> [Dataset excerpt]
+++
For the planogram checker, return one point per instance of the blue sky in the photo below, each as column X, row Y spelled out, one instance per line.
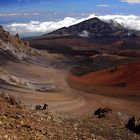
column 68, row 6
column 26, row 11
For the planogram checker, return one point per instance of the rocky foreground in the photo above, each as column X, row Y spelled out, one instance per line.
column 19, row 123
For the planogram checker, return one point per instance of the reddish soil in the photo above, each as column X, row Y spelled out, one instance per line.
column 126, row 76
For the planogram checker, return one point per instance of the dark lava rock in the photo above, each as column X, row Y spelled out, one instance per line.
column 101, row 112
column 133, row 125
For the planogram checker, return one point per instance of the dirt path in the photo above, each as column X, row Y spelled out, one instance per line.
column 67, row 101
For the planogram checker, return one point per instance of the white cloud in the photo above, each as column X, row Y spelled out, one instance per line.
column 36, row 27
column 132, row 1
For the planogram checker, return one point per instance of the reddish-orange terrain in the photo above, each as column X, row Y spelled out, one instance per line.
column 125, row 77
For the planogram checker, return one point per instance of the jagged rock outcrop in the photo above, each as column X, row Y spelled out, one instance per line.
column 12, row 45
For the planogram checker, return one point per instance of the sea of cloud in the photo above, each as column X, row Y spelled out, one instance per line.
column 38, row 28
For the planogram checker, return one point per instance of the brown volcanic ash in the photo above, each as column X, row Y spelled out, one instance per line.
column 126, row 76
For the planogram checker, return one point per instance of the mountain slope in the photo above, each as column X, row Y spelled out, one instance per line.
column 92, row 28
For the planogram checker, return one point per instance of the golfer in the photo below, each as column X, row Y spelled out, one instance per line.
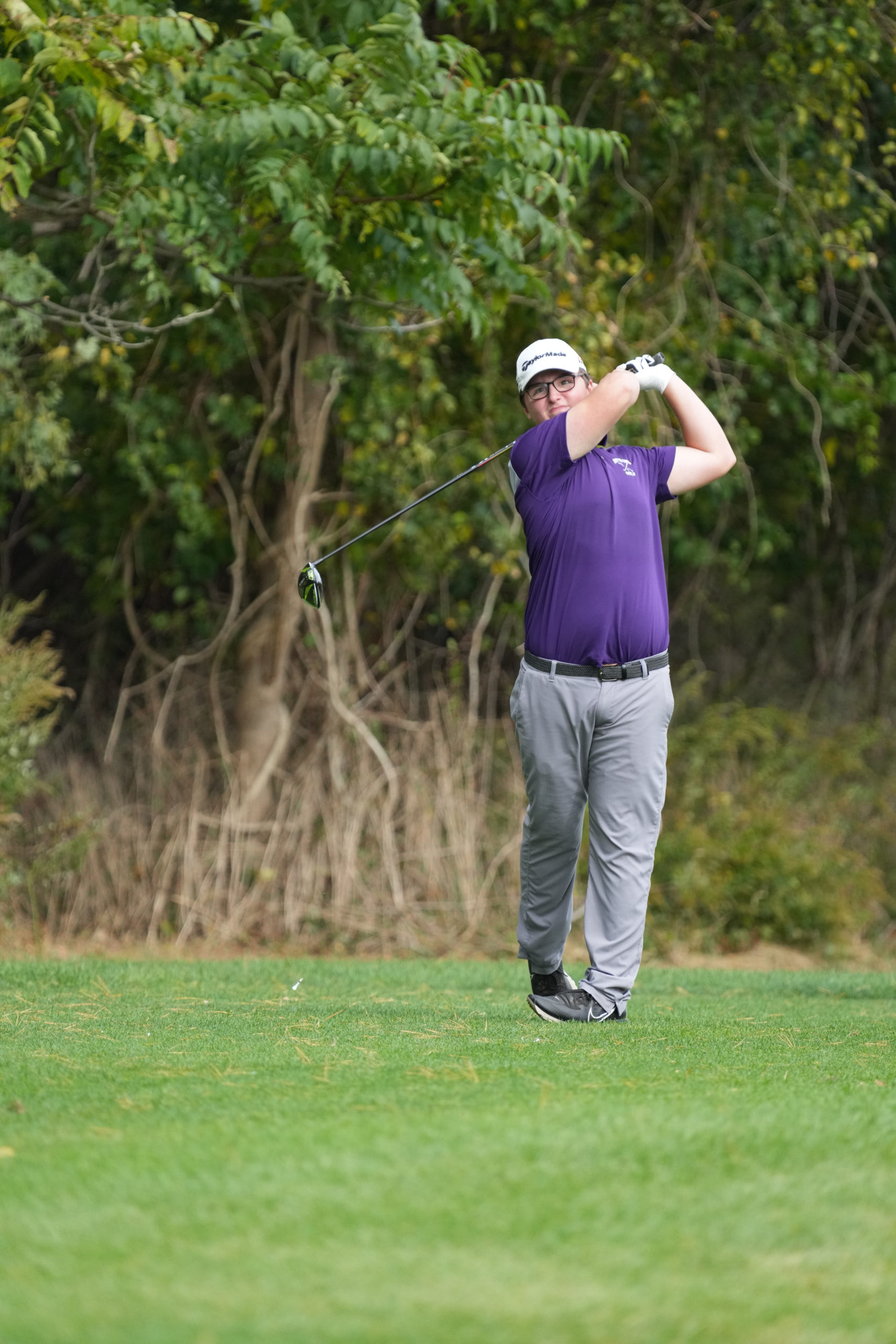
column 593, row 699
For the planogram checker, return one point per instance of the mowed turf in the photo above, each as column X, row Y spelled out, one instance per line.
column 404, row 1152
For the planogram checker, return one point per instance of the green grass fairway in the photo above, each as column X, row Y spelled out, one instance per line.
column 404, row 1152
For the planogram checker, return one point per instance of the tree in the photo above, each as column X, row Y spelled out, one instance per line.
column 320, row 175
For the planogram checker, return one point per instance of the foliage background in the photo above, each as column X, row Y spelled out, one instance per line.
column 715, row 182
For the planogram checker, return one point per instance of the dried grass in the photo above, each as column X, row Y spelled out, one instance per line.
column 422, row 857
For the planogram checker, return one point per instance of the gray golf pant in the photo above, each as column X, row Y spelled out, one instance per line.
column 602, row 743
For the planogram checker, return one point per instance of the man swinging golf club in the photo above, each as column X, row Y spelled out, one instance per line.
column 593, row 699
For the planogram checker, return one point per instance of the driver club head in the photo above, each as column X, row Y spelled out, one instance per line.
column 311, row 586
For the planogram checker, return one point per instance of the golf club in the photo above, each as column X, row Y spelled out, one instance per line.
column 311, row 586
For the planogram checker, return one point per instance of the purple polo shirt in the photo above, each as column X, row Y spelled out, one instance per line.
column 598, row 591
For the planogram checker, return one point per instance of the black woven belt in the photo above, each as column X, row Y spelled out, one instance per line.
column 609, row 673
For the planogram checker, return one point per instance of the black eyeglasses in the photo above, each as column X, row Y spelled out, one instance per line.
column 537, row 392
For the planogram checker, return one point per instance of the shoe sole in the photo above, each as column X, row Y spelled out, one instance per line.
column 546, row 1016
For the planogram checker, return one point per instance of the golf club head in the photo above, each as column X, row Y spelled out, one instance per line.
column 655, row 359
column 311, row 586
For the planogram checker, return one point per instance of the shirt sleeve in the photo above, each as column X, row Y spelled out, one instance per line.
column 541, row 456
column 662, row 461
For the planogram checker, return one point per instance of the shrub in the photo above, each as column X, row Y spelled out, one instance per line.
column 30, row 676
column 773, row 831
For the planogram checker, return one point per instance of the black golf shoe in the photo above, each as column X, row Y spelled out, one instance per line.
column 555, row 983
column 573, row 1006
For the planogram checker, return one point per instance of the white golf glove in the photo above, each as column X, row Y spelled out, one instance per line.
column 652, row 371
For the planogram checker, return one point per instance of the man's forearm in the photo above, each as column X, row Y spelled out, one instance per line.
column 596, row 417
column 708, row 455
column 699, row 425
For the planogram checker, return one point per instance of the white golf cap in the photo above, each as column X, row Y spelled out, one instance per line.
column 546, row 354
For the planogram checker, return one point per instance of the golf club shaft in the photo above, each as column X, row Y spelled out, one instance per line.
column 409, row 507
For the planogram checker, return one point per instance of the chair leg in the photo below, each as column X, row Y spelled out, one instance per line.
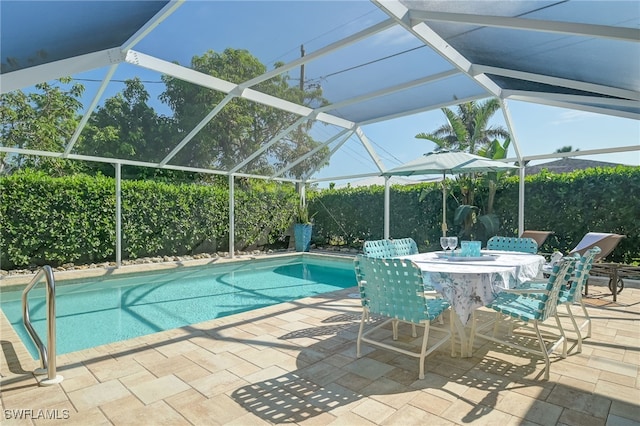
column 472, row 337
column 496, row 324
column 575, row 326
column 562, row 335
column 365, row 317
column 543, row 349
column 423, row 351
column 587, row 318
column 452, row 332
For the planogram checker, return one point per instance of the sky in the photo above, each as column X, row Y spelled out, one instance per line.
column 192, row 30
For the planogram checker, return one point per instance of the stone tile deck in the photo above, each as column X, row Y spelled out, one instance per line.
column 295, row 363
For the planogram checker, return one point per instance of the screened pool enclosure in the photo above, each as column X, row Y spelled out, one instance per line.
column 370, row 63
+++
> [Task instructions] Can you render the rows from the line with "of the jagged" to the line with "column 92, row 28" as a two-column CSV with columns named text and answer? Give each pair on its own line, with every value in a single quoted field and line breaks replaced by spaces.

> [Answer to the problem]
text,answer
"For the planogram checker, return one point per instance of the jagged rock outcrop in the photo above, each as column X, row Y spelled out, one instance per line.","column 12, row 45"
"For the planogram checker, return one point per instance of the sea of cloud in the photo above, each as column X, row Y spelled out, one instance per line.","column 38, row 28"
"For the planogram checker, return one point per instance of the brown volcanic ash in the photo above, each as column X, row Y spelled out, one instance per line.","column 126, row 76"
"For the planogram checker, return one point per instance of the mountain slope in the photo above, each as column X, row Y spelled out, one instance per line.","column 92, row 28"